§ **What needs to be done**
Return verbatim the run of lines that opens with the line holding "Mark a dot on each instance of the green valve" and closes with the last line of the records.

-- Start of Dataset rows --

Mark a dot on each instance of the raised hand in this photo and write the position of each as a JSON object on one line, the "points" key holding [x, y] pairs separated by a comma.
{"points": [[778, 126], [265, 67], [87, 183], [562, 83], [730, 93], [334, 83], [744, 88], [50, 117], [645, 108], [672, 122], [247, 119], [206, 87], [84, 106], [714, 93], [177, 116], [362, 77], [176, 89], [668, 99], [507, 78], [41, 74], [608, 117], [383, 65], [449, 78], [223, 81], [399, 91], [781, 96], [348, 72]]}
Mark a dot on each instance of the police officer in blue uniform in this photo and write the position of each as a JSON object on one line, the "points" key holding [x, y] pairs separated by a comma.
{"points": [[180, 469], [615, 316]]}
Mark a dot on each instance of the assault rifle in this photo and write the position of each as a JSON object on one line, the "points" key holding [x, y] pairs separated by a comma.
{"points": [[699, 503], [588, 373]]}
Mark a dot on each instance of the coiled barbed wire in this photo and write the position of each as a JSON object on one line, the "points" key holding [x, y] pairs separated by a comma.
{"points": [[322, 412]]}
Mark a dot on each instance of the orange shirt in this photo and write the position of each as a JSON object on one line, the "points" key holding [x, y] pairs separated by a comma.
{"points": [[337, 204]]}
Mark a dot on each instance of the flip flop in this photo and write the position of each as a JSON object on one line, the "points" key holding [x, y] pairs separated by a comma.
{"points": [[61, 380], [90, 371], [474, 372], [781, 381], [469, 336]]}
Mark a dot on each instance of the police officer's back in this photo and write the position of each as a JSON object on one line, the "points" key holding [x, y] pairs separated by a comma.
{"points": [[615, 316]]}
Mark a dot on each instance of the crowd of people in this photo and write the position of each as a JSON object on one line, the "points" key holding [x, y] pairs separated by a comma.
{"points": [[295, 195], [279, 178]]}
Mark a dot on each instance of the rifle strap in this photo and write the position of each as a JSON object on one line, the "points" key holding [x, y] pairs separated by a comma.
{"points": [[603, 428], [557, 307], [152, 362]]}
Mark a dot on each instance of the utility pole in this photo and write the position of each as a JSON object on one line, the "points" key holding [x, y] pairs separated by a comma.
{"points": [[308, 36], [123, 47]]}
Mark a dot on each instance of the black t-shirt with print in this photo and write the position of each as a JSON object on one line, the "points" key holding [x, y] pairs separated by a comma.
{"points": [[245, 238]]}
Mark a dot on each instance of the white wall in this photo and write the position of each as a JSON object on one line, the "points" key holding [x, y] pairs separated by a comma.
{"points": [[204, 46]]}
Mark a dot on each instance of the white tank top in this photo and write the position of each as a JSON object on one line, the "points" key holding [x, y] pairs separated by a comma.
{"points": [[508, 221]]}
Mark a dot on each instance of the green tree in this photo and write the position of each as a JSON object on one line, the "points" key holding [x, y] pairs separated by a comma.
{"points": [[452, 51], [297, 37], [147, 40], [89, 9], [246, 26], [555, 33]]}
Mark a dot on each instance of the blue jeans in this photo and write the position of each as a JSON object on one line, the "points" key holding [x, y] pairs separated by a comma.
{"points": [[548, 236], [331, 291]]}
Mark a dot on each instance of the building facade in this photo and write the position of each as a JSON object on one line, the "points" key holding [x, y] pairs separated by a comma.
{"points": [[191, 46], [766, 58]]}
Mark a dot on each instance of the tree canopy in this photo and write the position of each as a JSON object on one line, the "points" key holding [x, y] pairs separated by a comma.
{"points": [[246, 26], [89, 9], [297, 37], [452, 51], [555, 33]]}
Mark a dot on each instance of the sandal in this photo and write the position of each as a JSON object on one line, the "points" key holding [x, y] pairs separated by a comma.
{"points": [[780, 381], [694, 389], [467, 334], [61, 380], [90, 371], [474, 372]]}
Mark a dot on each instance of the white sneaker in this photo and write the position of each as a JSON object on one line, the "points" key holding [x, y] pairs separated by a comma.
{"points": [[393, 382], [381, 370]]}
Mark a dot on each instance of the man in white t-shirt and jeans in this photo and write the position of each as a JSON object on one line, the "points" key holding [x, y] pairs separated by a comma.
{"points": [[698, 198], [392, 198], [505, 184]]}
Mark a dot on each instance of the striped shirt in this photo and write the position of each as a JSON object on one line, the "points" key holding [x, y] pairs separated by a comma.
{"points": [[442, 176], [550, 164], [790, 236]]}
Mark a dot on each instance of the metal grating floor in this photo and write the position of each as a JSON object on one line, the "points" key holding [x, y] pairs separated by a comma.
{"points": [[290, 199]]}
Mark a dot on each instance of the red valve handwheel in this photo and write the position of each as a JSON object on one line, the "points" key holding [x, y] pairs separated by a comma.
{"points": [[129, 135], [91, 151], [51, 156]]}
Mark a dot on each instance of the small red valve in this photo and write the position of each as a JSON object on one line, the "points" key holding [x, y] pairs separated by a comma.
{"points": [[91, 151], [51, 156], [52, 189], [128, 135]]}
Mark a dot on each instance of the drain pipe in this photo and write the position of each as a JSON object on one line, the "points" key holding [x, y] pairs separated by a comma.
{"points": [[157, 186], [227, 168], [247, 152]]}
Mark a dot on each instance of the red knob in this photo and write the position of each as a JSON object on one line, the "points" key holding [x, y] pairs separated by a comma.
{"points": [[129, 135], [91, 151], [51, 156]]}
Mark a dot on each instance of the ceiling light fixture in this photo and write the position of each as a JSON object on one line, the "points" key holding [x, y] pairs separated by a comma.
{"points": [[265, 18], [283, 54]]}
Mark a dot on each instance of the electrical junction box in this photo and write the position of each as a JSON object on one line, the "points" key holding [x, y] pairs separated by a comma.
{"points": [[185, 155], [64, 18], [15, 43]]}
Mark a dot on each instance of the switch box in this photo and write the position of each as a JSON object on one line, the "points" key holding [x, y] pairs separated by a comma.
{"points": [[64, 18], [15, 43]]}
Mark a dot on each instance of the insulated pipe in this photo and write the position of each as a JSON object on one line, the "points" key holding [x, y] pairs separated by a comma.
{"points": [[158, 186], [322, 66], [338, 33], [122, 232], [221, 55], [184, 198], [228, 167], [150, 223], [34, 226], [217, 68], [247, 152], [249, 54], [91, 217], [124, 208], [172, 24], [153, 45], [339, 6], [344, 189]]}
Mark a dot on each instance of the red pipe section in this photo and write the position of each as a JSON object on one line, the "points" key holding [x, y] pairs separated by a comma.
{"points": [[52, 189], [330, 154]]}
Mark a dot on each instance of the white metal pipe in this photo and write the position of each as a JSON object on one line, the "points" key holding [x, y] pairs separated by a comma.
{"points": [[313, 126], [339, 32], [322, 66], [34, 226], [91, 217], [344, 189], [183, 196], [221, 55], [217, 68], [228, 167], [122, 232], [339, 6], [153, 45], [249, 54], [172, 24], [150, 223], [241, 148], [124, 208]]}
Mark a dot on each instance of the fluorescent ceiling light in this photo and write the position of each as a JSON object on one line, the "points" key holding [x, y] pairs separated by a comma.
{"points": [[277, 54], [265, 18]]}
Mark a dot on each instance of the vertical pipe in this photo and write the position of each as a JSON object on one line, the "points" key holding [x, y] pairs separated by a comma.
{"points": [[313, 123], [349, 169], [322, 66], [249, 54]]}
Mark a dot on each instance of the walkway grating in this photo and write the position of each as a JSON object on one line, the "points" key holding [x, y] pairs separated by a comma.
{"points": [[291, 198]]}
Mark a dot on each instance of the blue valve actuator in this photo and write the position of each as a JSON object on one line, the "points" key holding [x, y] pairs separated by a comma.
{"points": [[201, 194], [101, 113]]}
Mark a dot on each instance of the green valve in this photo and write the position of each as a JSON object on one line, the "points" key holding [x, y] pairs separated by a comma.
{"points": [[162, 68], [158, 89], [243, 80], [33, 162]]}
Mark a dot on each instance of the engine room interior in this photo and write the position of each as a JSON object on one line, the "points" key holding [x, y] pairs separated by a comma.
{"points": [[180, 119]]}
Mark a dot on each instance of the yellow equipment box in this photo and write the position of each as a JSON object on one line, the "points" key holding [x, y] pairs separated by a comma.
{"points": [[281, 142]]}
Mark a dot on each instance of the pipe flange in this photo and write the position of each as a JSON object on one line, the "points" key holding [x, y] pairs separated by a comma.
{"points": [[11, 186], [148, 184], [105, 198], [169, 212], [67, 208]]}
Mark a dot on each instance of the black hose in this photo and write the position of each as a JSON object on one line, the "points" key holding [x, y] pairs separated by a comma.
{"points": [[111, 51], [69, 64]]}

-- End of Dataset rows --

§ **Answer to this problem**
Mark a dot on each instance of the green valve in this photo and write the position of each as a JSON object on one line, the "points" key holding [x, y] pairs separated by a comma.
{"points": [[162, 68], [158, 89], [243, 80], [33, 162]]}
Mark a dot on each instance of the engine room interior in this photo and write the position of each as a JSON object on one line, the "points" key holding [x, y] pairs separated by a comma.
{"points": [[180, 119]]}
Mark a dot on each instance of the yellow equipment box in this photo and write the position of each as a JSON object on one line, the "points" key holding [x, y] pairs separated by a comma.
{"points": [[281, 142]]}
Mark a dot on each instance of the pipe flange in this photo and write the position of each as a JSON object on one line, the "points" key holding [x, y] pairs separated by a comma.
{"points": [[11, 186], [148, 184], [105, 198], [169, 212], [67, 208]]}
Mark a dot on each instance of the black hose in this photo and write the position of each as a JSON object on one line, the "points" key holding [x, y] pairs separated by a comma.
{"points": [[111, 51], [69, 64]]}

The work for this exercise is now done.